Parts of the exercise:
**a)** In the passage on time below, which Bible verse is given for waiting on the Lord?
**b)** Decide whether each statement agrees with the passage on time below. Answer yes or no for each, and quote the words of the passage that settle it.
(i) The passage says time can be rushed.
(ii) Ephesians 2:10 is given for fulfilling the good works prepared in advance.
(iii) The passage says the best friendships develop in a moment.

Document section:
One of the most frustrating things on this earth is time. You can’t rush it any more than you can skip over it or slow it down. It also seems that time is a tool.
We’re told in Scripture that we can use time to:
- · Make the most of every opportunity (Colossians 4:5)
- · Wait on the Lord (Isaiah 40:31)
- · Grow in understanding (Ecclesiastes 3:11)
- · Fulfill the good works prepared in advance (Ephesians 2:10)
These things don’t happen without time. Healing doesn’t come when time doesn’t pass. The best of friendships don’t develop in a moment. Life’s greatest and worst experiences –birth, marriage, death, the fulfilling of dreams- all these things take time.
We’re a generation (or two, or three) that loves shortcuts. We don’t wait in lines, we book online. We don’t sit praying and caring patiently about each other for months while we wait for the next letter to arrive. Instead, we text and get it done.

Entries shown:
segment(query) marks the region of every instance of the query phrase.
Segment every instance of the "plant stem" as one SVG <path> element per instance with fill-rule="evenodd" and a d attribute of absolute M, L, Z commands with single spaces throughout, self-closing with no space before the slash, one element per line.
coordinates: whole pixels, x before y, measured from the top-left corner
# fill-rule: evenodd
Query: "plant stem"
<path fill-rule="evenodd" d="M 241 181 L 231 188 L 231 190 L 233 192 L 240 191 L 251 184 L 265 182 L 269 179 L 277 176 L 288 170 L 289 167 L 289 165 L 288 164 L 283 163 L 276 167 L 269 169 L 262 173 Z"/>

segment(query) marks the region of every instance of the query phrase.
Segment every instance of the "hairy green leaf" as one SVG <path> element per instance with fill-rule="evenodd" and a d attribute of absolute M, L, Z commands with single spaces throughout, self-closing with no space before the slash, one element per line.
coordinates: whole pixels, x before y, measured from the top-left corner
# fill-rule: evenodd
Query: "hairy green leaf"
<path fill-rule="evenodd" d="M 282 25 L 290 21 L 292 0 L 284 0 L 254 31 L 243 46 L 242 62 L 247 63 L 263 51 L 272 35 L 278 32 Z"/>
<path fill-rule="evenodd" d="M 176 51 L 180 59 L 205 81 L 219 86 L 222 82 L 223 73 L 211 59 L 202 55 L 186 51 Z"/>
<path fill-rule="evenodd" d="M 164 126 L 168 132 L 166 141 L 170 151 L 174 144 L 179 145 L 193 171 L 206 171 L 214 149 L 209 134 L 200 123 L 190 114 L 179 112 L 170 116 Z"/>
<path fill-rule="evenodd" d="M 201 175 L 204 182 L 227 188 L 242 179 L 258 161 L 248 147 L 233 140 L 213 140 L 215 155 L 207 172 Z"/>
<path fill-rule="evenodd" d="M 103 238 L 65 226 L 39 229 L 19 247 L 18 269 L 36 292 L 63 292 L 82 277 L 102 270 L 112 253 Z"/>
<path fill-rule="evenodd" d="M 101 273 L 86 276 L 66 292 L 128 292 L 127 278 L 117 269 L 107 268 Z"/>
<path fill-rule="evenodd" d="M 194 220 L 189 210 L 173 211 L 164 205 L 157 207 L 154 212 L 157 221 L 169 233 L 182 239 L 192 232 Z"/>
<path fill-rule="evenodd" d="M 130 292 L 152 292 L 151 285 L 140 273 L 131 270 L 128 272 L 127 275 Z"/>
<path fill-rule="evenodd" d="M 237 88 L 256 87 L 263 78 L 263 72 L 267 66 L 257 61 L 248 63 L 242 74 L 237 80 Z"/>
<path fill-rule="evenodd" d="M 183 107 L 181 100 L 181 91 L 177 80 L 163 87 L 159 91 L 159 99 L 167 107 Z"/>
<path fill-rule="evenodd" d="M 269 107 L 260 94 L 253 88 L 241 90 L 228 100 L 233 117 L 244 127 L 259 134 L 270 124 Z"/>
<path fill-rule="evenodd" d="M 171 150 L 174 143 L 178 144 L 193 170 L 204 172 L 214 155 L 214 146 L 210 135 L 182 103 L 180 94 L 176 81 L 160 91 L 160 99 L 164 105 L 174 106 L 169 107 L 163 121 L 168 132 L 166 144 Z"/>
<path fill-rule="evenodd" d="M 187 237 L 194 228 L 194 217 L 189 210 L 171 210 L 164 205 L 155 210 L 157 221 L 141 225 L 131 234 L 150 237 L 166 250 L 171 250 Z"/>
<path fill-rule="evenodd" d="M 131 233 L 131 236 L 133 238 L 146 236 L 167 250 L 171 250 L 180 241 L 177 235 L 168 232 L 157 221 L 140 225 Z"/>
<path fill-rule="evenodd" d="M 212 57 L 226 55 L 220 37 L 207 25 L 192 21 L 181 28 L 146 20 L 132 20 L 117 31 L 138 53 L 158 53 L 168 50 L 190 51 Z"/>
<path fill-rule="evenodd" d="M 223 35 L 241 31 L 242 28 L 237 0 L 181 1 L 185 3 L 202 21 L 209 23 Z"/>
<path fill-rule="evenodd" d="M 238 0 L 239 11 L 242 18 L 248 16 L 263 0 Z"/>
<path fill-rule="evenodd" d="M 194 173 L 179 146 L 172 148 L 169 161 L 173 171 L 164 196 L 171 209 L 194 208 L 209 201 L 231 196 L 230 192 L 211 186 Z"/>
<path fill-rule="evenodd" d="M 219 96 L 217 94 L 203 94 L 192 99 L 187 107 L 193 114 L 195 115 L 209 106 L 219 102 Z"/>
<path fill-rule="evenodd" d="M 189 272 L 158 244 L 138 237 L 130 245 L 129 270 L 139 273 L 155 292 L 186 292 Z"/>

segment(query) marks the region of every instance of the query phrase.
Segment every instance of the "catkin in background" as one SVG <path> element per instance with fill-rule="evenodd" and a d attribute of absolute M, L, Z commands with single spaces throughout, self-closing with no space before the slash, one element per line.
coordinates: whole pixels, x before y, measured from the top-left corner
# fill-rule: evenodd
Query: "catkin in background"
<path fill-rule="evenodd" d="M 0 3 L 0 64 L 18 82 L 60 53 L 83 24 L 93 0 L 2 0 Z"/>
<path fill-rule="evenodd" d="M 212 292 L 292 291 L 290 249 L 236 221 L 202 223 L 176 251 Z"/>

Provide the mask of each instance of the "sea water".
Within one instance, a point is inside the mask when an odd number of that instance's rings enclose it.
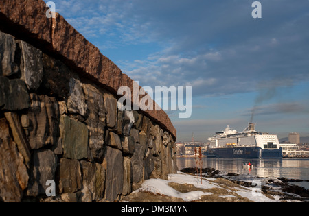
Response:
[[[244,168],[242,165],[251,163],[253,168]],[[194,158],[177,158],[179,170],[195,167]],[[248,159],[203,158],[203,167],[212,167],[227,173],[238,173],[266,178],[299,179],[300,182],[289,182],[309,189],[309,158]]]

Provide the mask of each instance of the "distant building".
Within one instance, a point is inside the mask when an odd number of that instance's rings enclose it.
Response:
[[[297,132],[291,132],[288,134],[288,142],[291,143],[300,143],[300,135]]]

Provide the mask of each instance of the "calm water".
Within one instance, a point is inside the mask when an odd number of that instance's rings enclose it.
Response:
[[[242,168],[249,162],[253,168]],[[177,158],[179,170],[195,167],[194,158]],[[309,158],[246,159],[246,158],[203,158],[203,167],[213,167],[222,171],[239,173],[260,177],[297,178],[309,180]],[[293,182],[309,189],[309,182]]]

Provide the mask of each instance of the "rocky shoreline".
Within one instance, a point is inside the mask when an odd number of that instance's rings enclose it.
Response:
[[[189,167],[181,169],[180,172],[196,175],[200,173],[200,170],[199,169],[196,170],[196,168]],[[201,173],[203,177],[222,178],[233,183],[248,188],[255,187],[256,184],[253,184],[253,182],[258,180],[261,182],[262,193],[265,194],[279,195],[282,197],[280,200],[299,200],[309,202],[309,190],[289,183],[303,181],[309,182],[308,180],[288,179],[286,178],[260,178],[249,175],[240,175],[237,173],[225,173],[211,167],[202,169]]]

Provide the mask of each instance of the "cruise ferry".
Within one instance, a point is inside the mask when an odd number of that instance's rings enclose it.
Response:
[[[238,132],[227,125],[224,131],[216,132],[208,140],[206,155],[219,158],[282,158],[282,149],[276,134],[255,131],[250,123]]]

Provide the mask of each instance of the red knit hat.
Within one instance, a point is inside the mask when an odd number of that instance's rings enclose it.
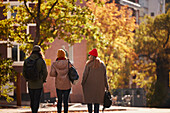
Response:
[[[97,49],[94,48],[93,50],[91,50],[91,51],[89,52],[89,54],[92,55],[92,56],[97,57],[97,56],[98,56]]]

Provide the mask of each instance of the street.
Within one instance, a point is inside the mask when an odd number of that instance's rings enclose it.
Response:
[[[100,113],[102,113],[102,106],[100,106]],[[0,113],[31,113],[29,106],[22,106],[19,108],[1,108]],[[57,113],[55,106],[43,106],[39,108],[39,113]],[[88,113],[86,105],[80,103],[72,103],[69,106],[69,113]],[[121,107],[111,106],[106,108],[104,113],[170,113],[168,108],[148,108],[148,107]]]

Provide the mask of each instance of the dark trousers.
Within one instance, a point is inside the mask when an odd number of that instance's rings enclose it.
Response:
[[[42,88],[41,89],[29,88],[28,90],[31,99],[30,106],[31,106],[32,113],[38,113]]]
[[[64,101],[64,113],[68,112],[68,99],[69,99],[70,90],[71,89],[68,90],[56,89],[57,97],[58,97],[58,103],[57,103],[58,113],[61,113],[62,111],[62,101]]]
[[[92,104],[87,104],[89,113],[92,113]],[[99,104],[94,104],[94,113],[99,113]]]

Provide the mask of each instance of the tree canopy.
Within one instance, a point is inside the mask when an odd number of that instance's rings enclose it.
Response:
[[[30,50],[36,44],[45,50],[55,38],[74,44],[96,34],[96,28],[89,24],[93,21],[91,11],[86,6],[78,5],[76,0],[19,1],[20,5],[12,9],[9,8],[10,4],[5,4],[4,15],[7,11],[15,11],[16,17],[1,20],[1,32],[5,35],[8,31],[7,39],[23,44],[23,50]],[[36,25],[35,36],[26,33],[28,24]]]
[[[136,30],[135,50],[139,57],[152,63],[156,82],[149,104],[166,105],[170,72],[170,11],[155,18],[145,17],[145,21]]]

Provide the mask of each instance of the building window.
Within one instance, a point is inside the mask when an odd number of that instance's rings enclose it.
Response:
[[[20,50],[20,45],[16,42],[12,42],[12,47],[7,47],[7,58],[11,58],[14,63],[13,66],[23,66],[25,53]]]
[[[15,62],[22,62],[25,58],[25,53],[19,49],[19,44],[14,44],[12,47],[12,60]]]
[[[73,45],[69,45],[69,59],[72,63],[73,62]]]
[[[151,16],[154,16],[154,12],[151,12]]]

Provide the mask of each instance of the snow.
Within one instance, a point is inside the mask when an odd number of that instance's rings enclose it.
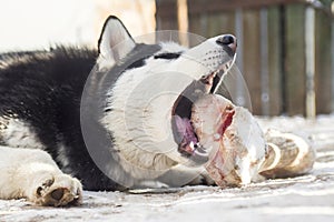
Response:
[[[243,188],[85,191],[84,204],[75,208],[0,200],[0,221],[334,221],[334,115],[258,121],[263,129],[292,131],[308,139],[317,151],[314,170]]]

---

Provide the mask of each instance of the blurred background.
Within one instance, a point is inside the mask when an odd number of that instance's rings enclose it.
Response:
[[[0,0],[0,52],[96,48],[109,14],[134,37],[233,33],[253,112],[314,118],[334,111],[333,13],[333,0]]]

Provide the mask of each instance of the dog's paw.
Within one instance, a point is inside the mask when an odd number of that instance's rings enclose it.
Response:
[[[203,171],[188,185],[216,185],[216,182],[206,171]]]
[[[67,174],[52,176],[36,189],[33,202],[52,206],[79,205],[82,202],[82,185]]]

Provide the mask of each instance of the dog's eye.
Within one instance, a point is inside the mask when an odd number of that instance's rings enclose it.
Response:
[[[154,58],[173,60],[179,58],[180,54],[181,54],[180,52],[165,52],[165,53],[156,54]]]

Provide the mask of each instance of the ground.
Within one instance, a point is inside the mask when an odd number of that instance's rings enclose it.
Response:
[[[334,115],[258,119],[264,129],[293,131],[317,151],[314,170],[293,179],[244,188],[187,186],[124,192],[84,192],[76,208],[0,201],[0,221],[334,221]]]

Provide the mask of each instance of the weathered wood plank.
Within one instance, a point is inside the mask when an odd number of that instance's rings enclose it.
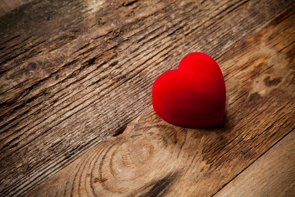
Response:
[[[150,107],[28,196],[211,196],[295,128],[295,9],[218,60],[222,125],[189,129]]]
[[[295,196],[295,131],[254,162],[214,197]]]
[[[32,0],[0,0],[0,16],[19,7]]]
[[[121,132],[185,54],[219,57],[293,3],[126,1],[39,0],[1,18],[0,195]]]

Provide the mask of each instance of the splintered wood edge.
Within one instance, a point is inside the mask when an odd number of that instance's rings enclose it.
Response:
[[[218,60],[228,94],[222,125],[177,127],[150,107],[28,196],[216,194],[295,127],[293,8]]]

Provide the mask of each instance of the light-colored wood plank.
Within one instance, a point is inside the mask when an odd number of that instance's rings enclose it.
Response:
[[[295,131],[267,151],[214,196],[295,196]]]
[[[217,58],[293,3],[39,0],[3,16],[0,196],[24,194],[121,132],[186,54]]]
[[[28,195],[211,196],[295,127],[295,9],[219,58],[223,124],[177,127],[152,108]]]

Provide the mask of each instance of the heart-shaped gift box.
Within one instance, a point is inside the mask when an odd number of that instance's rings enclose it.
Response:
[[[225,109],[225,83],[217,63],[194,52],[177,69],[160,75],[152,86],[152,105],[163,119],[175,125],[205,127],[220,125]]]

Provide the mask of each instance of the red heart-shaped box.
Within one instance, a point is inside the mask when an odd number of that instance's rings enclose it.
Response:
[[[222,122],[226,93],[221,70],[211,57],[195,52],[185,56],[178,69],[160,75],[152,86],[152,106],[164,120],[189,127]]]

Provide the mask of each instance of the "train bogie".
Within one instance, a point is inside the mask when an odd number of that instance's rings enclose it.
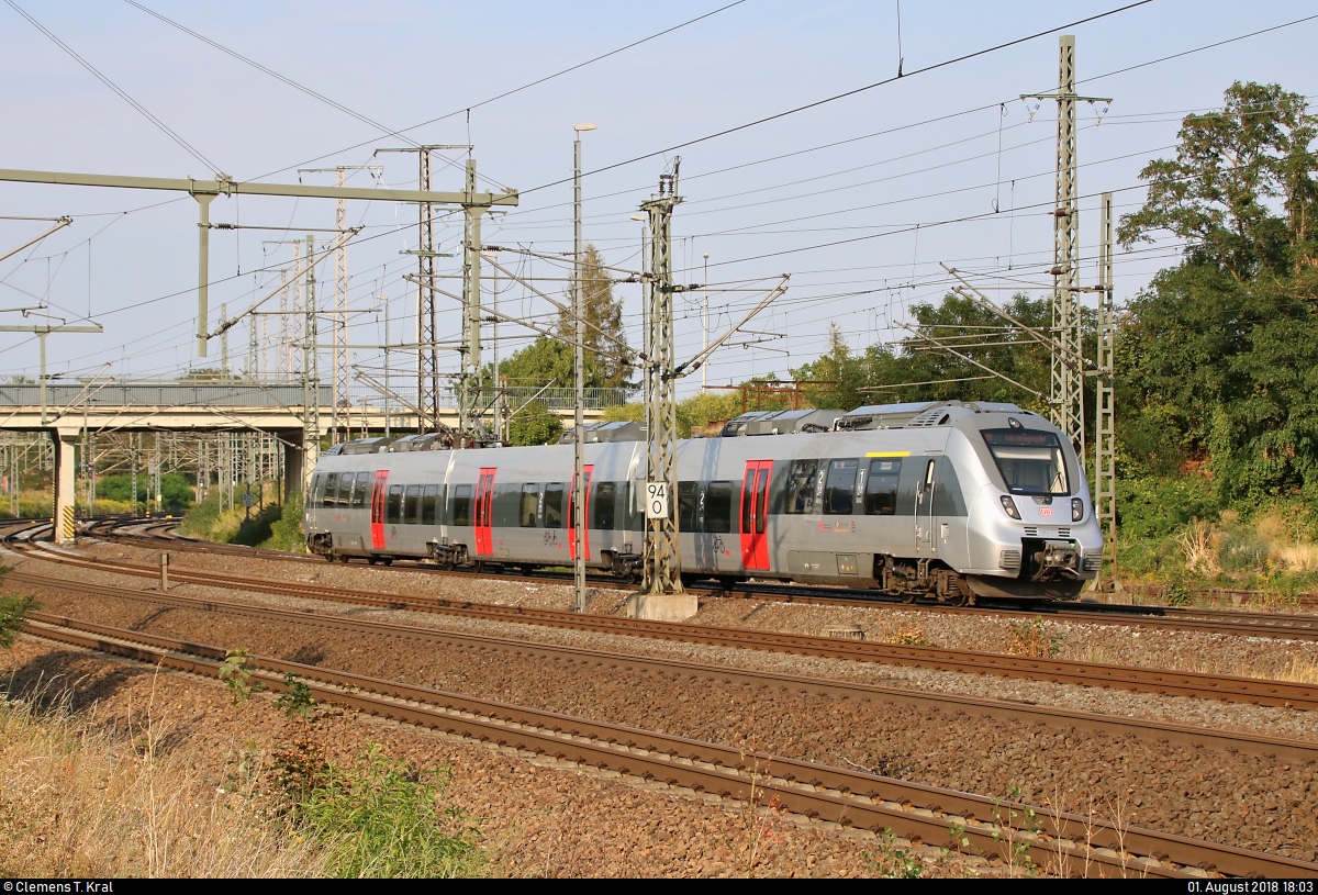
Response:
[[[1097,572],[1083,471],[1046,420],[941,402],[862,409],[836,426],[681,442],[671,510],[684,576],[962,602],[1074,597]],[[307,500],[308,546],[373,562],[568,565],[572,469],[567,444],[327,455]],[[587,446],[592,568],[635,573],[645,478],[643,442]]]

Solution set:
**a)** Isaiah 40:31

**b)**
(i) No: "You can’t rush it any more than you can skip over it or slow it down."
(ii) Yes: "Fulfill the good works prepared in advance (Ephesians 2:10)"
(iii) No: "The best of friendships don’t develop in a moment."